_Exercise material_
— start —

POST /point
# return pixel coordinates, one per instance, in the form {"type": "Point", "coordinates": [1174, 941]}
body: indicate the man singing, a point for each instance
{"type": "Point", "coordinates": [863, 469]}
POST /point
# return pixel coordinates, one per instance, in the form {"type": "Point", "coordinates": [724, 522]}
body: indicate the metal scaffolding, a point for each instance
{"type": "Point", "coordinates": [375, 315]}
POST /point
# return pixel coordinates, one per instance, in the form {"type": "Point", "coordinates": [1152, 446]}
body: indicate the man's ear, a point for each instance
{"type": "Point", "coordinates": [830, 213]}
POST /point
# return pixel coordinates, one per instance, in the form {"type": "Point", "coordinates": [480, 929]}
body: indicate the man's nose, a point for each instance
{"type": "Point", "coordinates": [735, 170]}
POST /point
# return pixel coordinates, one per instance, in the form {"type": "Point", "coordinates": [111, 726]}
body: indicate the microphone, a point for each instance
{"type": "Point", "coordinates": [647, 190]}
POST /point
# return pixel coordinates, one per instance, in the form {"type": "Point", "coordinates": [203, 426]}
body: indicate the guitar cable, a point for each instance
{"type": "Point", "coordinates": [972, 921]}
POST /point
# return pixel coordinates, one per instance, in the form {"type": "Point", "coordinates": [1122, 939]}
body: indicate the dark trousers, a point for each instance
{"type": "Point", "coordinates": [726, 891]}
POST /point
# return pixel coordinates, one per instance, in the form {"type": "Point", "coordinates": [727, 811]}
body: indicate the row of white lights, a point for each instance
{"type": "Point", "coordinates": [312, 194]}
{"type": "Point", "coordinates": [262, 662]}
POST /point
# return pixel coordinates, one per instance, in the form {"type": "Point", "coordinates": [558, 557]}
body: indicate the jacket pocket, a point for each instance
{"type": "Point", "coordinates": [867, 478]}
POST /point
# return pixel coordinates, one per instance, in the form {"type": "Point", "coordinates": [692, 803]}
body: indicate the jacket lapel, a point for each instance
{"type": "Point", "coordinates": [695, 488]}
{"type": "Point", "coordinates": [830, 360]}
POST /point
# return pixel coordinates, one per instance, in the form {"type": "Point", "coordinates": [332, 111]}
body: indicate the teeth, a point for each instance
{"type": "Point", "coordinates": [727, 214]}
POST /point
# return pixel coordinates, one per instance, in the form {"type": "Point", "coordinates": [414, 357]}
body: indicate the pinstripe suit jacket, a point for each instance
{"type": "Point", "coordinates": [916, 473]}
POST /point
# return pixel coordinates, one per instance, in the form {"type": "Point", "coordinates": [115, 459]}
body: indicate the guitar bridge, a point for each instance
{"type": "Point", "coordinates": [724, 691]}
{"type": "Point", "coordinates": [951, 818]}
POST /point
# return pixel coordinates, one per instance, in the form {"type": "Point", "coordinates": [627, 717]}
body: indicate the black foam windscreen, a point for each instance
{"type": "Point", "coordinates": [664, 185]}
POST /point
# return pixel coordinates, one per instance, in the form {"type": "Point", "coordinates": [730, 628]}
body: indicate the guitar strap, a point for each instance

— end —

_Direction_
Repeat each record exactly. Omit nothing.

_Complete output_
POST /point
# return pixel coordinates, one per instance, in the form {"type": "Point", "coordinates": [1174, 941]}
body: indicate the man singing, a point for each instance
{"type": "Point", "coordinates": [863, 469]}
POST /point
# return pixel coordinates, one per instance, in the form {"type": "Point", "coordinates": [724, 522]}
body: indicate the metal scaffolding, a point for each instance
{"type": "Point", "coordinates": [375, 315]}
POST /point
# return pixel coordinates, one per instance, in the form {"type": "Point", "coordinates": [1152, 446]}
body: indicate the man's ear, a point for each instance
{"type": "Point", "coordinates": [830, 213]}
POST /point
# return pixel coordinates, one per instance, in the form {"type": "Point", "coordinates": [480, 929]}
body: indicate the man's nose, a point for each instance
{"type": "Point", "coordinates": [735, 170]}
POST /point
# return pixel coordinates, one per instance, in the form {"type": "Point", "coordinates": [111, 726]}
body: indicate the microphone, a point for each instance
{"type": "Point", "coordinates": [647, 190]}
POST /point
# return pixel coordinates, one per instance, in the form {"type": "Point", "coordinates": [203, 426]}
body: indicate the guitar cable, a point for each instance
{"type": "Point", "coordinates": [972, 921]}
POST /point
# return pixel coordinates, one per instance, in the form {"type": "Point", "coordinates": [1122, 939]}
body: indicate the dark trousers, a point for each instance
{"type": "Point", "coordinates": [726, 891]}
POST /point
# return pixel coordinates, one per instance, in the form {"type": "Point", "coordinates": [727, 811]}
body: indicate the row of white lights, a point for each instance
{"type": "Point", "coordinates": [312, 194]}
{"type": "Point", "coordinates": [262, 662]}
POST /point
# return pixel coordinates, one per instance, in the form {"type": "Point", "coordinates": [558, 557]}
body: indicate the jacket pocket, a point for each instance
{"type": "Point", "coordinates": [867, 478]}
POST /point
# return pixel coordinates, one per instance, in the form {"type": "Point", "coordinates": [692, 803]}
body: indicate the jacket lapel, a point for each instance
{"type": "Point", "coordinates": [695, 488]}
{"type": "Point", "coordinates": [830, 360]}
POST /point
# return pixel coordinates, one per instance, in the form {"type": "Point", "coordinates": [332, 111]}
body: indicate the teeth, a point for each instance
{"type": "Point", "coordinates": [727, 214]}
POST /point
# return pixel coordinates, one per instance, in the form {"type": "Point", "coordinates": [414, 357]}
body: indicate the pinstripe suit jacket, a point for each instance
{"type": "Point", "coordinates": [916, 473]}
POST /point
# return pixel coordinates, one per instance, in the form {"type": "Point", "coordinates": [115, 459]}
body: indicate the guitar bridge, a point for each instance
{"type": "Point", "coordinates": [724, 691]}
{"type": "Point", "coordinates": [951, 818]}
POST /point
# return pixel coordinates, one per instance, in the form {"type": "Point", "coordinates": [627, 717]}
body: indicate the black foam windscreen, a point for each instance
{"type": "Point", "coordinates": [664, 185]}
POST /point
# return pixel coordinates, one per instance, in the form {"type": "Point", "coordinates": [730, 628]}
body: indicate the guitar strap, a point for each instance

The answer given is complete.